:: Fragmento ::
El arquitecto pasó de ser nombrado alcalde de Belgrado en 1981, por su prestigio como autor de la mayoría de monumentos erigidos durante el gobierno de Tito, a tener que exiliarse en 1993 por su oposición a Milosevic
“Siempre he pensado que un mundo sin memoriales sería más feliz que este, donde son necesarios”, afirmaba el escultor y arquitecto Bogdan Bogdanovic, paradójicamente el principal autor de memoriales de Yugoslavia. Por su aspecto fantasioso, que evoca civilizaciones extraterrestres y quimeras de la ciencia ficción, los spomeniks (monumentos levantados en la Yugoslavia de Tito para homenajear a los muertos de la Segunda Guerra Mundial) vienen despertando una atención creciente: la generación millenial los difunde en las redes sociales y el MoMa de Nueva York les ha dedicado una exposición monográfica. Pese a haber forjado su estética y gozar de una enorme autoridad intelectual, Bogdanovic tuvo que exiliarse por su oposición a Slobodan Milosevic. Después de vivir atrincherado durante meses en su domicilio de Belgrado se fue a Viena, donde residió hasta su muerte. Mientras, sus memoriales quedaban abandonados o eran destruidos por los nacionalistas, hoy hegemónicos en la antigua Yugoslavia.
Bogdanovic nació en la parte vieja de Belgrado, edificada sobre una loma en la confluencia de los ríos Sava y Danubio. Los horizontes fluviales de esta ciudad fueron el paisaje de su niñez: creía vivir rodeado de una enorme masa de agua inmóvil hasta que su padre lo llevó a cazar patos en barca y, al sumergir la mano en la corriente, se convenció de que los ríos fluían. Pronto advirtió en las aguas que le circundaban algo turbador. Vivía en una calle en pendiente que terminaba en la orilla del Sava y tenía miedo de que si, al bajarla corriendo, daba un paso más de la cuenta, se precipitaría en su caudal. En su percepción infantil, al anochecer la oscuridad no caía del cielo, sino que emanaba de los ríos, y su mayor terror era que la tiniebla le engullese. Con el tiempo, atribuyó al Sava y al Danubio una influencia mística en su obra: “Comprendí que el mundo se sostiene flotando sobre el agua y que el agua es algo bello e interesante, pero, a la vez, peligroso”.
Esta amenaza latente se manifestó durante la ocupación nazi de Yugoslavia. Al otro lado del Sava, la Gestapo recluyó en un campo de concentración a buena parte de los judíos de Belgrado y luego los aniquiló por el método del furgón para gaseamiento: de 10.000 judíos belgradenses, apenas medio millar sobrevivió al Holocausto. En 1951, Bogdanovic, arquitecto recién licenciado, ganó el concurso para erigir un memorial en el cementerio sefardí. Aprovechando los escombros de casas judías, levantó un complejo presidido por dos bloques simétricos que fueron explicados como una alusión a las tablas de Moisés. En busca de inspiración, se sumergió en la Cábala y le hechizó el esoterismo judaico por su interpretación simbólica del mundo: “Me parecía que se abría frente a mí una hilera de puertas que me invitaban a franquearlas una tras otra en busca de una inalcanzable ‘puerta al final del camino’”. Desde entonces, sus memoriales serían la némesis del realismo socialista imperante en la época: de vuelo místico y basados en el símbolo como arquetipo de la realidad.

:: Consignas del ejercicio ::
1 > Indica en qué año ganó Bogdanovic, según el fragmento sobre Bogdan Bogdanovic, el concurso para erigir un memorial en el cementerio sefardí.
2 > Retoma el fragmento sobre Bogdan Bogdanovic y continúalo con un párrafo a partir de su última oración.

:: Datos proporcionados ::
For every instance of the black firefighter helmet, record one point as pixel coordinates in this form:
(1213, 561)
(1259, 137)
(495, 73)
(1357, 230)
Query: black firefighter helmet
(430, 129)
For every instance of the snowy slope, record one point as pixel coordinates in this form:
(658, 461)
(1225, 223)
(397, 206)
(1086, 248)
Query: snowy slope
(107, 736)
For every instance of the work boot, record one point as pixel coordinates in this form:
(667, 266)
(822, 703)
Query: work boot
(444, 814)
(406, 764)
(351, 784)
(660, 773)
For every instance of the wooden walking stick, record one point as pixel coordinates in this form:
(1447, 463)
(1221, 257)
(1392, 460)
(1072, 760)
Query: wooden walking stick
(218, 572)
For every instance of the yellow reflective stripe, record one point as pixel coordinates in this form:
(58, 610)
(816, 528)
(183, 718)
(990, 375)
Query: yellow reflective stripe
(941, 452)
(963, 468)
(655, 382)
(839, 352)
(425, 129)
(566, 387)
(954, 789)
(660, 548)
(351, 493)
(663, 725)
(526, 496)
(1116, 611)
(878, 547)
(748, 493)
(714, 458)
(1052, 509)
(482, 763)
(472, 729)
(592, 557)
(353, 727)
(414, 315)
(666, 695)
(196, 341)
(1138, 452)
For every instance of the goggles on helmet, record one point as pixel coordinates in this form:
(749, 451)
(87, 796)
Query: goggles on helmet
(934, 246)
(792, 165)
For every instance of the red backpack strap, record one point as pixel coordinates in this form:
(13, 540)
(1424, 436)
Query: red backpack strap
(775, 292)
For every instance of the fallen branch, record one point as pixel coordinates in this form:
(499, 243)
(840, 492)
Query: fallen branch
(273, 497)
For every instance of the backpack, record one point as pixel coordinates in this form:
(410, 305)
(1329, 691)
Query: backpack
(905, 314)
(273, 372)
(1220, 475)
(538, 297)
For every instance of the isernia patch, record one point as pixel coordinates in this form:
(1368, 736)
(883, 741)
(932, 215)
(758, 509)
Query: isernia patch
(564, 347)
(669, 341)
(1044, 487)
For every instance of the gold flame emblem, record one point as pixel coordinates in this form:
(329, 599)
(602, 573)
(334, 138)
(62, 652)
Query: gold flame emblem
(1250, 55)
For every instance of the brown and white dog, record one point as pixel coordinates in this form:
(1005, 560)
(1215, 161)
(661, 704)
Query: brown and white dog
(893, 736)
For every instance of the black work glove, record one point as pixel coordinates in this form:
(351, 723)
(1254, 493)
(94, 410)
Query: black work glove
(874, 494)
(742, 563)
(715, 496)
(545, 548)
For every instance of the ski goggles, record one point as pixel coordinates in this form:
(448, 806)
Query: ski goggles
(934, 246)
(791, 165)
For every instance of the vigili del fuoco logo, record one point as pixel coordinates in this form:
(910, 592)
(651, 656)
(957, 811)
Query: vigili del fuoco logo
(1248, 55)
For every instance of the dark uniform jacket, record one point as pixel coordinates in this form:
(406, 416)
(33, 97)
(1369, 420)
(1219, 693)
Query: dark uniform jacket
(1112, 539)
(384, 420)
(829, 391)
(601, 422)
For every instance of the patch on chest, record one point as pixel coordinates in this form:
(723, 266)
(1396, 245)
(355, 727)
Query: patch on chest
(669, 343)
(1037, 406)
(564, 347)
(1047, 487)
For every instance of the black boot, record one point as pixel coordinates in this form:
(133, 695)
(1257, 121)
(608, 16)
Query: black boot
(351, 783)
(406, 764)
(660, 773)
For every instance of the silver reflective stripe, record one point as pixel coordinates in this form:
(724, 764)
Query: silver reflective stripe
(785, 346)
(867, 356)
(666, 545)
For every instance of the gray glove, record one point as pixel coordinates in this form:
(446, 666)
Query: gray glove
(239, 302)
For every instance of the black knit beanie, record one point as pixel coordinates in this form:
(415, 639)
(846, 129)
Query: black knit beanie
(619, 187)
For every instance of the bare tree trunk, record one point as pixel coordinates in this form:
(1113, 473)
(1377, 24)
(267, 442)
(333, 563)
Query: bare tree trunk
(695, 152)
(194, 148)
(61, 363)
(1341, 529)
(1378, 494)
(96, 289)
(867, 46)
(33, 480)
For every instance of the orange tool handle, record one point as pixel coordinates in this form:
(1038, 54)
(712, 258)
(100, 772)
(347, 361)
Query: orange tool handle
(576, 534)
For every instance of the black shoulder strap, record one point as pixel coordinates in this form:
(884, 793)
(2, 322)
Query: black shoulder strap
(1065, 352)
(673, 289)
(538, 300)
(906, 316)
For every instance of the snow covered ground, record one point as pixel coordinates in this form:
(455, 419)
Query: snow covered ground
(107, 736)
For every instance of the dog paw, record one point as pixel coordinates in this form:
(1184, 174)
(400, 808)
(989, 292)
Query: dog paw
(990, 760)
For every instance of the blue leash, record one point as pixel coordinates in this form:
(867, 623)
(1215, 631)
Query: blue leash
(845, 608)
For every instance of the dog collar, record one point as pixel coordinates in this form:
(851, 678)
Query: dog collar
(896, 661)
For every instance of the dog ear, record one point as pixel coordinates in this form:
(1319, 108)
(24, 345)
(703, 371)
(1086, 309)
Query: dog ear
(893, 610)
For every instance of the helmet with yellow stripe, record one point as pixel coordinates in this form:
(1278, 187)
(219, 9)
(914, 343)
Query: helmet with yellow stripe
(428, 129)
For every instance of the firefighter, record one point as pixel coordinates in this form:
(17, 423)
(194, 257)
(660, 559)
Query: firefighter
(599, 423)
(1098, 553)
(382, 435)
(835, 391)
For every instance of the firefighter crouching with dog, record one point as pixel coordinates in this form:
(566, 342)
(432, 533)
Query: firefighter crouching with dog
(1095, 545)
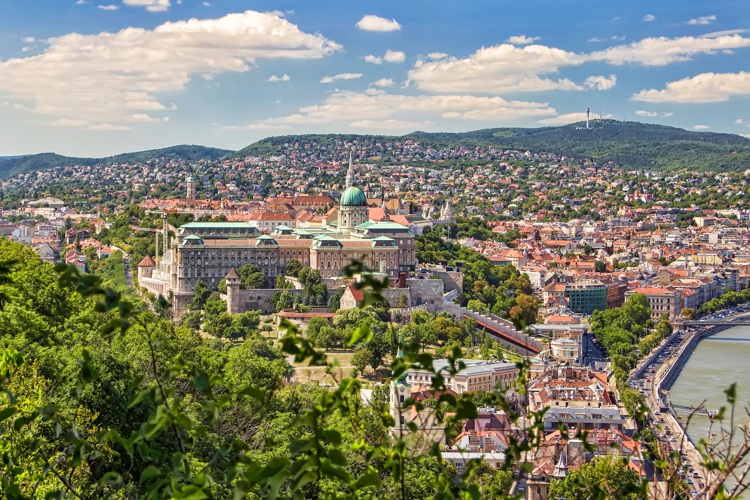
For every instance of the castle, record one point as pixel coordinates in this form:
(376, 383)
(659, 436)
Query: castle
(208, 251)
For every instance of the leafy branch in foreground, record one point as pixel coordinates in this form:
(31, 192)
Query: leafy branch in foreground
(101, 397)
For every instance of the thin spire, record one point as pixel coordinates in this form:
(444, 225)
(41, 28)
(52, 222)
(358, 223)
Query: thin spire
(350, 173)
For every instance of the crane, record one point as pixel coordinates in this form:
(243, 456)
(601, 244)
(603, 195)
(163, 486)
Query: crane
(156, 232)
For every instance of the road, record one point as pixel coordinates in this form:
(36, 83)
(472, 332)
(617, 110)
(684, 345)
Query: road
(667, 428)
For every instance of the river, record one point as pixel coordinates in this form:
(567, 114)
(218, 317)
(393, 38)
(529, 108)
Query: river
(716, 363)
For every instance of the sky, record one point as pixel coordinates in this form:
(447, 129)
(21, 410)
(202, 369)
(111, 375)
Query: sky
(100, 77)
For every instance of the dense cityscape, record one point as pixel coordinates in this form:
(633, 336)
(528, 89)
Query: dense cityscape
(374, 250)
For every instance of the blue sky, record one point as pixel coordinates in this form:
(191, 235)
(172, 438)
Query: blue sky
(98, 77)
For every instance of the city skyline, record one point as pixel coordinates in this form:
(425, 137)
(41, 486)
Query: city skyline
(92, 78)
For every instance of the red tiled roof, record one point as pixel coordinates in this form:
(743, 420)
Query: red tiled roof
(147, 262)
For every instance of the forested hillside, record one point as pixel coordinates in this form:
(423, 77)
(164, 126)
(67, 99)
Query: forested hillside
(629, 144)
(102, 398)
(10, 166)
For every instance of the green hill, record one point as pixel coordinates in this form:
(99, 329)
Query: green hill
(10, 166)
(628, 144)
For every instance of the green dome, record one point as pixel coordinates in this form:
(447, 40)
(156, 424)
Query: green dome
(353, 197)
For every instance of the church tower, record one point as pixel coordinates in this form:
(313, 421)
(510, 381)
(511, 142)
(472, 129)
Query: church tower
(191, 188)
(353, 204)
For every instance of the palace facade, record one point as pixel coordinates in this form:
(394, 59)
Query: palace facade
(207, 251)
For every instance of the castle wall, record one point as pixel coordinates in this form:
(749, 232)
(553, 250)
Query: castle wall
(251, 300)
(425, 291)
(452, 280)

:: Resultados en orden ::
1 > En 1951.

2 >
El contexto geopolítico favoreció la labor de Bogdanovic. Tras romper con la URSS en 1948, las autoridades yugoslavas buscaban trazar un rumbo propio en todos los campos, incluidas las artes. La estética de Bogdanovic se adaptaba al nuevo tiempo por su alejamiento del belicismo dramático: partisanos triunfantes sobre el enemigo entre hoces, martillos y estrellas rojas. Además, la reconciliación que promovía el régimen tras las masacres interétnicas de la Segunda Guerra Mundial se alineaba con el uso que hacía Bogdanovic de la simbología arcaica de los Balcanes, preexistente a las identidades nacionales de las que se componía Yugoslavia. Sus memoriales trascendían la historia para encarnar el anhelo universal de una vida perdurable: “Desde siempre, el ser humano ha construido en su imaginación un modelo mágico de la naturaleza para ubicarse en ella de alguna forma y, en ese modelo, ha encontrado una cierta técnica engañosa de la inmortalidad”.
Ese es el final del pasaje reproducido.